• [WRITTEN EXERCISE]
Reproduce every one of the records below verbatim, line for line, without altering any character.

• [RECORDS FOR THIS TASK]
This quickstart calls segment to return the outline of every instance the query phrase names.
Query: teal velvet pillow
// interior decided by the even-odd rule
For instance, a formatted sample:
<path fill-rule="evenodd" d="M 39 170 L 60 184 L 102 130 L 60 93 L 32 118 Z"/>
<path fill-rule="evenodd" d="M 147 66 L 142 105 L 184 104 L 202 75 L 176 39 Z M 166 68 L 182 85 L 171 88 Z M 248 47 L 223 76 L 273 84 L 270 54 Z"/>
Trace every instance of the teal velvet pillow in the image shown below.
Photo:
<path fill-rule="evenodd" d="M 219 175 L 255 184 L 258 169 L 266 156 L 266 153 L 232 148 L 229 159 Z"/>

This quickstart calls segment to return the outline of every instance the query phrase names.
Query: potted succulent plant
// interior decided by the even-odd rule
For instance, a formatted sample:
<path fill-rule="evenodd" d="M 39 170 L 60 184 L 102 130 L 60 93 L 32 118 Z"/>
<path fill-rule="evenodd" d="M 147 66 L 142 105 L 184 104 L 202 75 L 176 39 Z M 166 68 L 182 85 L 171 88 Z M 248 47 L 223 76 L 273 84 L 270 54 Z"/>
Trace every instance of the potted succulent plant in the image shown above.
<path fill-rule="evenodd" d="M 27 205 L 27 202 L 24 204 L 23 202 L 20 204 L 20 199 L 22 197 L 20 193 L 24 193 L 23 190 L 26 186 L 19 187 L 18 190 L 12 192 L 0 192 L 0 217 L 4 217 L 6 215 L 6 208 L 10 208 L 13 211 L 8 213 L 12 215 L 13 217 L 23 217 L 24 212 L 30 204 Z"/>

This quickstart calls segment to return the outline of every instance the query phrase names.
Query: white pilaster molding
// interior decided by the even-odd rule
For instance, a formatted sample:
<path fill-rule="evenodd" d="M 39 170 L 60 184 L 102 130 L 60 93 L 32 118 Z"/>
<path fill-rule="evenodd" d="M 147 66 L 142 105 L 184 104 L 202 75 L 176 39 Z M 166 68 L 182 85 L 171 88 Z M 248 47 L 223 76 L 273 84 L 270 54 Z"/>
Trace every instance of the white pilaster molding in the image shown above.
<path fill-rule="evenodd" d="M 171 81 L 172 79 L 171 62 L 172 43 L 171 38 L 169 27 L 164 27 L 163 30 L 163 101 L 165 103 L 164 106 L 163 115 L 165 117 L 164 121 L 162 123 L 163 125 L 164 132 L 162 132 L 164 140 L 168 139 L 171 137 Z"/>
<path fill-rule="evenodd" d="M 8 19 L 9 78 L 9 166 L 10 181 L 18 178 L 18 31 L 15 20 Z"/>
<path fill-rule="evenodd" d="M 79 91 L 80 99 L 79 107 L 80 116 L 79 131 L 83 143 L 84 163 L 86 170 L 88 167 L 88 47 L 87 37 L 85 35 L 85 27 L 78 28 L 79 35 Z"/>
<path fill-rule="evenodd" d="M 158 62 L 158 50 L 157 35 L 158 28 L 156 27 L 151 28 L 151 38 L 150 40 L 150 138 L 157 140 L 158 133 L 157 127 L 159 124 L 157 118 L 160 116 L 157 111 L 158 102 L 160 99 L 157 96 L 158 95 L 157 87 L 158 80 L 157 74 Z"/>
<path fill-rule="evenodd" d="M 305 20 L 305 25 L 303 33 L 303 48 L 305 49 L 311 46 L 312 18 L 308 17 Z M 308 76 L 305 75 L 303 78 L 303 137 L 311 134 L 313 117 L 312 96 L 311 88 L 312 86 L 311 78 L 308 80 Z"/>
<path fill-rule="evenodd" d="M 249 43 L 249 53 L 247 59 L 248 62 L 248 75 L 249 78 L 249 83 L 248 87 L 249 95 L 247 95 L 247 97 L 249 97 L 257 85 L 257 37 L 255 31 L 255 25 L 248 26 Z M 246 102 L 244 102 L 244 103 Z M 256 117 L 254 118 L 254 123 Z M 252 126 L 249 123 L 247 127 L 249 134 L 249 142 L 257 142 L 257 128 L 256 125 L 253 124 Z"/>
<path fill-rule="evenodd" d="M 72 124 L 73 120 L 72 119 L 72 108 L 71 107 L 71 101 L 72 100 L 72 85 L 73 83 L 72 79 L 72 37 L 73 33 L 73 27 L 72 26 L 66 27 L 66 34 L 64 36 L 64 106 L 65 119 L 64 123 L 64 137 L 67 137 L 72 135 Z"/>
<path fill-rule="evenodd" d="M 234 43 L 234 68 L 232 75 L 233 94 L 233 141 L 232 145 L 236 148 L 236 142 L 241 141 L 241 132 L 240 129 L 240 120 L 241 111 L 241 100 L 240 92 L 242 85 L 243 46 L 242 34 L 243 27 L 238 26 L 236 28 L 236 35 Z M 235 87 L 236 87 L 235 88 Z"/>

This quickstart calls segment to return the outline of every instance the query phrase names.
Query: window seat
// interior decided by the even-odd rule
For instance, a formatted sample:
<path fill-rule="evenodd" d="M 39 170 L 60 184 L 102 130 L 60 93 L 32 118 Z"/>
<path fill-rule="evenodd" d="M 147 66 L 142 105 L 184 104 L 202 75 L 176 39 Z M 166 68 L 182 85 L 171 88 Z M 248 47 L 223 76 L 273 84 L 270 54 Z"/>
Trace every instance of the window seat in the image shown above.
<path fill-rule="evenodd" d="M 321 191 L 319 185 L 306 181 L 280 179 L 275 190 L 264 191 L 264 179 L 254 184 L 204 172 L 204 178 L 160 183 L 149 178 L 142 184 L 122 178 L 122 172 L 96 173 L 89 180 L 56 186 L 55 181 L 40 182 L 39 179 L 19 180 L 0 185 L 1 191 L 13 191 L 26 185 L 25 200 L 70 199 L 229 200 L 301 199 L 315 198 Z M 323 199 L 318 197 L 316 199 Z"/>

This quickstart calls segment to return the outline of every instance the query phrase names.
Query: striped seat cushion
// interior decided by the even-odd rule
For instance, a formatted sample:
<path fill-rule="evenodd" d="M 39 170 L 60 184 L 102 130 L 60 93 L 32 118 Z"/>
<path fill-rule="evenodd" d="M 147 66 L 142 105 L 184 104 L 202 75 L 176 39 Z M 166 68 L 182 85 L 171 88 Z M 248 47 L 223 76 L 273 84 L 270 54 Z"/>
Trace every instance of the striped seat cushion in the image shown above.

• [TASK ANSWER]
This quickstart calls segment to return the outline of every instance the query phrase names.
Query: teal velvet pillow
// interior decided by the even-odd rule
For instance, a formatted sample:
<path fill-rule="evenodd" d="M 39 170 L 60 184 L 102 130 L 60 93 L 32 118 Z"/>
<path fill-rule="evenodd" d="M 147 66 L 142 105 L 184 104 L 202 75 L 176 39 Z M 166 68 L 182 85 L 171 88 Z M 248 47 L 223 76 L 273 84 L 270 54 Z"/>
Trace every instance of the teal velvet pillow in the image shown below.
Photo:
<path fill-rule="evenodd" d="M 219 175 L 255 184 L 258 169 L 266 156 L 266 153 L 232 148 L 229 159 Z"/>

This quickstart calls segment to return the outline of every instance the query phrase names.
Query: potted succulent plant
// interior decided by the even-odd rule
For instance, a formatted sample:
<path fill-rule="evenodd" d="M 39 170 L 60 184 L 102 130 L 60 93 L 32 118 Z"/>
<path fill-rule="evenodd" d="M 147 66 L 142 105 L 184 104 L 202 75 L 176 39 Z M 166 68 L 182 85 L 171 88 Z M 248 47 L 223 76 L 273 84 L 270 54 Z"/>
Trace every instance of the potted succulent plant in the image shown above.
<path fill-rule="evenodd" d="M 27 205 L 27 202 L 24 204 L 23 202 L 20 204 L 20 199 L 22 197 L 20 193 L 24 193 L 23 190 L 26 186 L 19 187 L 18 190 L 12 192 L 0 192 L 0 217 L 4 217 L 6 215 L 6 208 L 10 208 L 13 211 L 8 213 L 12 215 L 13 217 L 23 217 L 24 212 L 30 204 Z"/>

This quickstart calls segment to return the outline of every instance the query phrase names.
Query: white pilaster molding
// interior decided by the even-odd rule
For instance, a formatted sample:
<path fill-rule="evenodd" d="M 39 170 L 60 184 L 102 130 L 60 93 L 32 118 Z"/>
<path fill-rule="evenodd" d="M 147 66 L 142 105 L 184 104 L 202 75 L 176 39 Z M 166 68 L 182 85 L 171 88 Z M 248 47 L 223 76 L 273 84 L 270 54 Z"/>
Trace every instance of the white pilaster molding in the image shown above.
<path fill-rule="evenodd" d="M 171 81 L 172 79 L 171 62 L 172 43 L 171 38 L 169 27 L 164 27 L 163 30 L 163 101 L 165 103 L 164 106 L 163 115 L 165 117 L 164 121 L 162 123 L 163 125 L 164 132 L 162 132 L 164 140 L 168 139 L 171 137 Z"/>
<path fill-rule="evenodd" d="M 8 19 L 9 78 L 9 166 L 10 181 L 18 178 L 18 31 L 15 20 Z"/>
<path fill-rule="evenodd" d="M 79 91 L 80 99 L 79 107 L 80 116 L 79 131 L 83 143 L 84 163 L 86 170 L 88 167 L 88 47 L 87 37 L 85 35 L 85 27 L 78 28 L 79 35 Z"/>
<path fill-rule="evenodd" d="M 158 62 L 158 50 L 157 35 L 158 28 L 156 27 L 151 28 L 151 38 L 150 40 L 150 138 L 157 140 L 158 133 L 157 127 L 159 124 L 157 118 L 160 116 L 157 111 L 158 102 L 160 99 L 157 96 L 158 95 L 157 87 L 158 80 L 157 74 Z"/>
<path fill-rule="evenodd" d="M 305 20 L 305 25 L 303 33 L 303 48 L 305 49 L 311 46 L 312 18 L 308 17 Z M 308 76 L 305 75 L 303 78 L 303 137 L 311 134 L 313 117 L 312 96 L 311 88 L 312 86 L 311 78 L 308 80 Z"/>
<path fill-rule="evenodd" d="M 249 43 L 249 53 L 247 59 L 248 62 L 248 75 L 249 78 L 249 83 L 248 87 L 249 95 L 247 95 L 247 97 L 249 97 L 257 85 L 257 37 L 255 31 L 255 25 L 248 26 Z M 246 102 L 244 102 L 244 103 Z M 256 117 L 254 118 L 254 123 Z M 252 126 L 249 123 L 247 127 L 249 134 L 249 142 L 257 142 L 257 128 L 256 125 L 253 124 Z"/>
<path fill-rule="evenodd" d="M 72 124 L 73 120 L 72 119 L 72 108 L 71 107 L 71 101 L 72 100 L 72 85 L 73 83 L 72 79 L 72 37 L 73 33 L 73 27 L 72 26 L 66 27 L 66 34 L 64 36 L 64 106 L 65 119 L 64 123 L 64 137 L 67 137 L 72 135 Z"/>
<path fill-rule="evenodd" d="M 234 43 L 234 68 L 232 75 L 233 94 L 233 141 L 232 145 L 236 148 L 236 142 L 241 141 L 241 132 L 240 129 L 240 120 L 241 111 L 241 100 L 240 92 L 242 85 L 243 46 L 242 34 L 243 27 L 238 26 L 236 28 L 236 35 Z M 235 87 L 236 87 L 235 88 Z"/>

This quickstart calls segment to return the outline of every instance the query phrase names.
Query: window seat
// interior decided by the even-odd rule
For instance, a formatted sample:
<path fill-rule="evenodd" d="M 39 170 L 60 184 L 102 130 L 60 93 L 32 118 Z"/>
<path fill-rule="evenodd" d="M 147 66 L 142 105 L 184 104 L 202 75 L 176 39 Z M 166 68 L 182 85 L 171 88 Z M 248 47 L 223 76 L 273 84 L 270 54 Z"/>
Trace every instance of the window seat in the image shown above.
<path fill-rule="evenodd" d="M 321 191 L 319 185 L 306 181 L 280 179 L 275 190 L 264 191 L 264 179 L 254 184 L 204 172 L 204 178 L 160 183 L 149 178 L 142 184 L 122 178 L 122 172 L 96 173 L 89 180 L 56 186 L 55 181 L 40 182 L 39 179 L 19 180 L 0 185 L 1 191 L 13 191 L 26 185 L 25 200 L 70 199 L 229 200 L 301 199 L 315 198 Z M 323 199 L 318 197 L 316 199 Z"/>

This quickstart calls segment to return the outline of every instance the query phrase names.
Query: striped seat cushion
// interior decided by the even-odd rule
For instance, a formatted sample:
<path fill-rule="evenodd" d="M 39 170 L 60 184 L 102 130 L 60 93 L 32 118 Z"/>
<path fill-rule="evenodd" d="M 147 66 L 142 105 L 184 104 L 202 75 L 176 39 Z M 166 68 L 182 85 L 171 88 Z M 248 47 L 223 76 L 273 84 L 270 54 Z"/>
Trace every instance of the striped seat cushion in the image shown above.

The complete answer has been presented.